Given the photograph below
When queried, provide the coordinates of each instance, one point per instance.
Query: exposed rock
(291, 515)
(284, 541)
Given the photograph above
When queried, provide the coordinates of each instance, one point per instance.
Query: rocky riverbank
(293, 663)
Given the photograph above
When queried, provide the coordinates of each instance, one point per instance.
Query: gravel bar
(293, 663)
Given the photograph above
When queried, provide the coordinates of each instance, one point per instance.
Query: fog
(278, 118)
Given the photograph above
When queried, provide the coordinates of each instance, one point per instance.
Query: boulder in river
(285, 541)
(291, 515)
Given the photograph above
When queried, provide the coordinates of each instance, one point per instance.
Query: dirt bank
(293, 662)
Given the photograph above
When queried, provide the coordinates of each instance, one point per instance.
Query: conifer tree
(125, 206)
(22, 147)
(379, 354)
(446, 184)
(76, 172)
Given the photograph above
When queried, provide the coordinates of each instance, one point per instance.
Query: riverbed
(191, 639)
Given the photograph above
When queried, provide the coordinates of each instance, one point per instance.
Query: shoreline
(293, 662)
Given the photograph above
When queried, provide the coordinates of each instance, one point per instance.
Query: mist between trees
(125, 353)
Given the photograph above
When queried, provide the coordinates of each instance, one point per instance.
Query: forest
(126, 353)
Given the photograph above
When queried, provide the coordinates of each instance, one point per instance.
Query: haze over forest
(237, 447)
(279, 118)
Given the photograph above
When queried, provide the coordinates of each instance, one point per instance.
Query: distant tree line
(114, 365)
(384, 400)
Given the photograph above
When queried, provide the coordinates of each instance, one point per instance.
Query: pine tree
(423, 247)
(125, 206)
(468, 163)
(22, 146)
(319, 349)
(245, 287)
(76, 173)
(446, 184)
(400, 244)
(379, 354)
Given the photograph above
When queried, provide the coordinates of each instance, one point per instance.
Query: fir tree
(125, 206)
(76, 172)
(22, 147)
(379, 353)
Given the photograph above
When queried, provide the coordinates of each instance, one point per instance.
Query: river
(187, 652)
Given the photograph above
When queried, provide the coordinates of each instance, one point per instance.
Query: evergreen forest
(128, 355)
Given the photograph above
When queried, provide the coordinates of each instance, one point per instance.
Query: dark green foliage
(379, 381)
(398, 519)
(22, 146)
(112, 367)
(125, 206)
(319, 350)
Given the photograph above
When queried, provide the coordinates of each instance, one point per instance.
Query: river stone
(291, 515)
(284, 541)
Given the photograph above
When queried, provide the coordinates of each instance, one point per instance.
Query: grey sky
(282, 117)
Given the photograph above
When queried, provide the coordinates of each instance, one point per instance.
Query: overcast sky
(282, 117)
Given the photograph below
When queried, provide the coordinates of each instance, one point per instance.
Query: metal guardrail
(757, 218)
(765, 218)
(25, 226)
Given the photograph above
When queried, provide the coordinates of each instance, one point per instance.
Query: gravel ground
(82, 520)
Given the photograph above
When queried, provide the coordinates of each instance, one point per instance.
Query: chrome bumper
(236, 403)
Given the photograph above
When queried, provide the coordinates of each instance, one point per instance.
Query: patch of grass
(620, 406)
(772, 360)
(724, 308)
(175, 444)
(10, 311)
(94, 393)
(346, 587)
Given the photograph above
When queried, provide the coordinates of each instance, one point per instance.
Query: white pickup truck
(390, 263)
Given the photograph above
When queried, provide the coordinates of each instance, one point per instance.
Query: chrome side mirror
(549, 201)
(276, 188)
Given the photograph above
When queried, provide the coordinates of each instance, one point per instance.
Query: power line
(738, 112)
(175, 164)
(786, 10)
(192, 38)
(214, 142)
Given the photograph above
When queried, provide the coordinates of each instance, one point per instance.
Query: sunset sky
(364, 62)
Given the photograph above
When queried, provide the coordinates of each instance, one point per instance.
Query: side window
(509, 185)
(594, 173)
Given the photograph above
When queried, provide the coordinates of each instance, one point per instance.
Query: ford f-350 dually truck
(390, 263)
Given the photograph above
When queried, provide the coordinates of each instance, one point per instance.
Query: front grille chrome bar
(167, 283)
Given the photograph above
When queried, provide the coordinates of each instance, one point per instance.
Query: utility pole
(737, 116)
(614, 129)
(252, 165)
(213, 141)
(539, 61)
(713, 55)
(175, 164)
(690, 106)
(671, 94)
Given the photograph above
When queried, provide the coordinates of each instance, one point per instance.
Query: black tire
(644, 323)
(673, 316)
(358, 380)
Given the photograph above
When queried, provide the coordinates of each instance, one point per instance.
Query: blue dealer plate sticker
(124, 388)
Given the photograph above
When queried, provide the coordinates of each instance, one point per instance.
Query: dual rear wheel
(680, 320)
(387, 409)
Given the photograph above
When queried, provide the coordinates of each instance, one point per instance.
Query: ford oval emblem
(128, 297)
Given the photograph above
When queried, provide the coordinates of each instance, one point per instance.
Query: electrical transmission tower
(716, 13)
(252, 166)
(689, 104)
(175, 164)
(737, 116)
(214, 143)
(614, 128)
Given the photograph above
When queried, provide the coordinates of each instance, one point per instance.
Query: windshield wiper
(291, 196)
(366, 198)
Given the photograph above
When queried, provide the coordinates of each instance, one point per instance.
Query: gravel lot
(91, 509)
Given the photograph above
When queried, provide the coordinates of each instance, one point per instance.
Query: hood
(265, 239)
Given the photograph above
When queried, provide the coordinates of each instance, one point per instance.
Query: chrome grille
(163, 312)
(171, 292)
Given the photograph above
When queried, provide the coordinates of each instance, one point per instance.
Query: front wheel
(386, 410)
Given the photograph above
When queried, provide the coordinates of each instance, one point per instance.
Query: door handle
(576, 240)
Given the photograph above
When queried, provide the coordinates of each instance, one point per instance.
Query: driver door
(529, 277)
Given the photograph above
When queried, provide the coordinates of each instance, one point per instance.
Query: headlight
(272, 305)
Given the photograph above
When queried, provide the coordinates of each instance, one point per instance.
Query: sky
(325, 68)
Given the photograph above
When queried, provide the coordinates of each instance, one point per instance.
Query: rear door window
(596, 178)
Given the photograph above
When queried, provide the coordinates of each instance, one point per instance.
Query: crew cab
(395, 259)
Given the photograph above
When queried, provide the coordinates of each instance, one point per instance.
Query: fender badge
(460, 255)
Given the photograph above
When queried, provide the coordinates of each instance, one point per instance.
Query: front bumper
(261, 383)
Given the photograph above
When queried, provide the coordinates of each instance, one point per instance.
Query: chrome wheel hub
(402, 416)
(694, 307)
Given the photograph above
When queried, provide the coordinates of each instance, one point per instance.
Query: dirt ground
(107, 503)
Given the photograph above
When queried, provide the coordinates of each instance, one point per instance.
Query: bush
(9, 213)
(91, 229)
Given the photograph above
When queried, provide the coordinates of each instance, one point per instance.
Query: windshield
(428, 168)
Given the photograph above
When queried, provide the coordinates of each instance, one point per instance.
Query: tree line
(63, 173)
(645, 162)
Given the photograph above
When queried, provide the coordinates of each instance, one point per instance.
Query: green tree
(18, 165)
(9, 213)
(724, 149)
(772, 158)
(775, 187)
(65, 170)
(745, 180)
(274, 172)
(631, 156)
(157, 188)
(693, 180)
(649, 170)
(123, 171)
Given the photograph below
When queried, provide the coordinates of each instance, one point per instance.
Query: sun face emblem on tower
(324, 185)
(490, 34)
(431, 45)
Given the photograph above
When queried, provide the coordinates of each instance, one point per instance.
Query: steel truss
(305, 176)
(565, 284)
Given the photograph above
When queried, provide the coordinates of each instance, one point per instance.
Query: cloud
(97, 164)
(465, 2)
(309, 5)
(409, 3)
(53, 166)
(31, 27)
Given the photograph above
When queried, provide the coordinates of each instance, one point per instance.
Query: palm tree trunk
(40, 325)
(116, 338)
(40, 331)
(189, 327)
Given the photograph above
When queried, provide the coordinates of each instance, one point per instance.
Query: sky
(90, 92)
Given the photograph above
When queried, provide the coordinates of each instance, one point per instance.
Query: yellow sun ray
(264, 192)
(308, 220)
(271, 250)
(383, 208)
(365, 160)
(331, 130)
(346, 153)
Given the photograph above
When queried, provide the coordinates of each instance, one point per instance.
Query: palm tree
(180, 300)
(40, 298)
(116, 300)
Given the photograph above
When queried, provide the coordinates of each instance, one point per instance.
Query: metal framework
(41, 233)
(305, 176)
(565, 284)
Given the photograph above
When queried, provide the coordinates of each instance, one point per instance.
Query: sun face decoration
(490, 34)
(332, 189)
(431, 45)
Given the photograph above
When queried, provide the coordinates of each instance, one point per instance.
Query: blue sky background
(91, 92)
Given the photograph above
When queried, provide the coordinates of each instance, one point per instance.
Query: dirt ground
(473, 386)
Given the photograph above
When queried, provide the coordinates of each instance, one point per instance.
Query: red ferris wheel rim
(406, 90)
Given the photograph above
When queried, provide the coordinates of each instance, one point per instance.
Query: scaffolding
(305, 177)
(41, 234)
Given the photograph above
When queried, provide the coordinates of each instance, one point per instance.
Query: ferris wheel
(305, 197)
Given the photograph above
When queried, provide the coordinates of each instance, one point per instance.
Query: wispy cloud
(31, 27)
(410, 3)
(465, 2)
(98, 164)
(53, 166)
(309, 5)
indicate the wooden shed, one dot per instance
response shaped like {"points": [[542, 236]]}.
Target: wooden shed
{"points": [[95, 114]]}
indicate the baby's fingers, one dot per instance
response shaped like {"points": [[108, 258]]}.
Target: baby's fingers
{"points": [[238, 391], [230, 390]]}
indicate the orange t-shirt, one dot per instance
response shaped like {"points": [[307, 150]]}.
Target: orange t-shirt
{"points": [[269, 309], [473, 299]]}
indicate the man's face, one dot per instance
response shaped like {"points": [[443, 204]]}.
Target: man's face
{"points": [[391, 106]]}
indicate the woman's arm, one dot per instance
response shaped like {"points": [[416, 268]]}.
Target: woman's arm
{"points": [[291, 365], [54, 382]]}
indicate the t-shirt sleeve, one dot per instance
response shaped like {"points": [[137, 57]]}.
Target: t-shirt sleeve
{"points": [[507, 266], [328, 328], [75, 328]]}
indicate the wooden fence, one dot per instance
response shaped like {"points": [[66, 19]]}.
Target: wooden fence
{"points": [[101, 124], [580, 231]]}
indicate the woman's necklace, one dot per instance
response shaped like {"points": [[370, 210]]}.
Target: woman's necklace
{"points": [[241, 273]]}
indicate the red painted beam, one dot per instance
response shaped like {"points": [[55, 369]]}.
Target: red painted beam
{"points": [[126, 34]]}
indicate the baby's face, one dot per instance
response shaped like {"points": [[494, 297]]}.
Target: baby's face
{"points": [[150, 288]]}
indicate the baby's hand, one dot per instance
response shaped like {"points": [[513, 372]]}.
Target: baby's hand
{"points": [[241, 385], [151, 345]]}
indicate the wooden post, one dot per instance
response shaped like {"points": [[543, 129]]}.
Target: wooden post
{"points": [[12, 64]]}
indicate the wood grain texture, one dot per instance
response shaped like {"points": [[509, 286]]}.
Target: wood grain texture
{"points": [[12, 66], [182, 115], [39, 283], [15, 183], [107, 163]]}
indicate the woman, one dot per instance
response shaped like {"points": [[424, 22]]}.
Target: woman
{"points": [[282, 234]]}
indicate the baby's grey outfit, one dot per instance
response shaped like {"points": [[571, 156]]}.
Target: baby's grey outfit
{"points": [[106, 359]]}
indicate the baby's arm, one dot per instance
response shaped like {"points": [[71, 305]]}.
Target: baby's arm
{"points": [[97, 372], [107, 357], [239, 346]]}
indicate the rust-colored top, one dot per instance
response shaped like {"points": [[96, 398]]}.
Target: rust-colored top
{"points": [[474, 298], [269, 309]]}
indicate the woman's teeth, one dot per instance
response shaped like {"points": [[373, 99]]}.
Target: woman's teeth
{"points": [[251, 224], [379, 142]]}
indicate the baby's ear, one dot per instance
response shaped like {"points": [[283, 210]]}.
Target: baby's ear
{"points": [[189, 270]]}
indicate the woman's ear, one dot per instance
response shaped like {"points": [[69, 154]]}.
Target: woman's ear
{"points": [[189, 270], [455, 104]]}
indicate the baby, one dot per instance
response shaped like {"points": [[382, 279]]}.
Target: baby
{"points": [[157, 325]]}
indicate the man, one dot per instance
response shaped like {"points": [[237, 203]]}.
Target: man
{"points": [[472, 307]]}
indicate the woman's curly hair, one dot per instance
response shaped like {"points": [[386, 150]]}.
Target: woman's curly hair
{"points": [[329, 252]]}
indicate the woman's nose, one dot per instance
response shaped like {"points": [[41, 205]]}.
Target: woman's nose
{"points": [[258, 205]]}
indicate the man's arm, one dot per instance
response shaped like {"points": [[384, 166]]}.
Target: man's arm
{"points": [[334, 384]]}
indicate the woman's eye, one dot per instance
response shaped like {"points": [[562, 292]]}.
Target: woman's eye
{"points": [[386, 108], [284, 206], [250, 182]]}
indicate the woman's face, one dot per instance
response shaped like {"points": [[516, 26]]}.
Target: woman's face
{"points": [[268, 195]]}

Aim:
Copy out word for word everything above from the line containing "indicate the woman's eye, one" down to the end of the records, including both of those ends.

Result for this task:
indicate the woman's eye, one dot per instance
response shaped like {"points": [[562, 292]]}.
Target: woman's eye
{"points": [[386, 108], [284, 206], [250, 182]]}
indicate the woman's face, one dot per instance
response shaped like {"points": [[516, 26]]}.
Target: woman's face
{"points": [[268, 195]]}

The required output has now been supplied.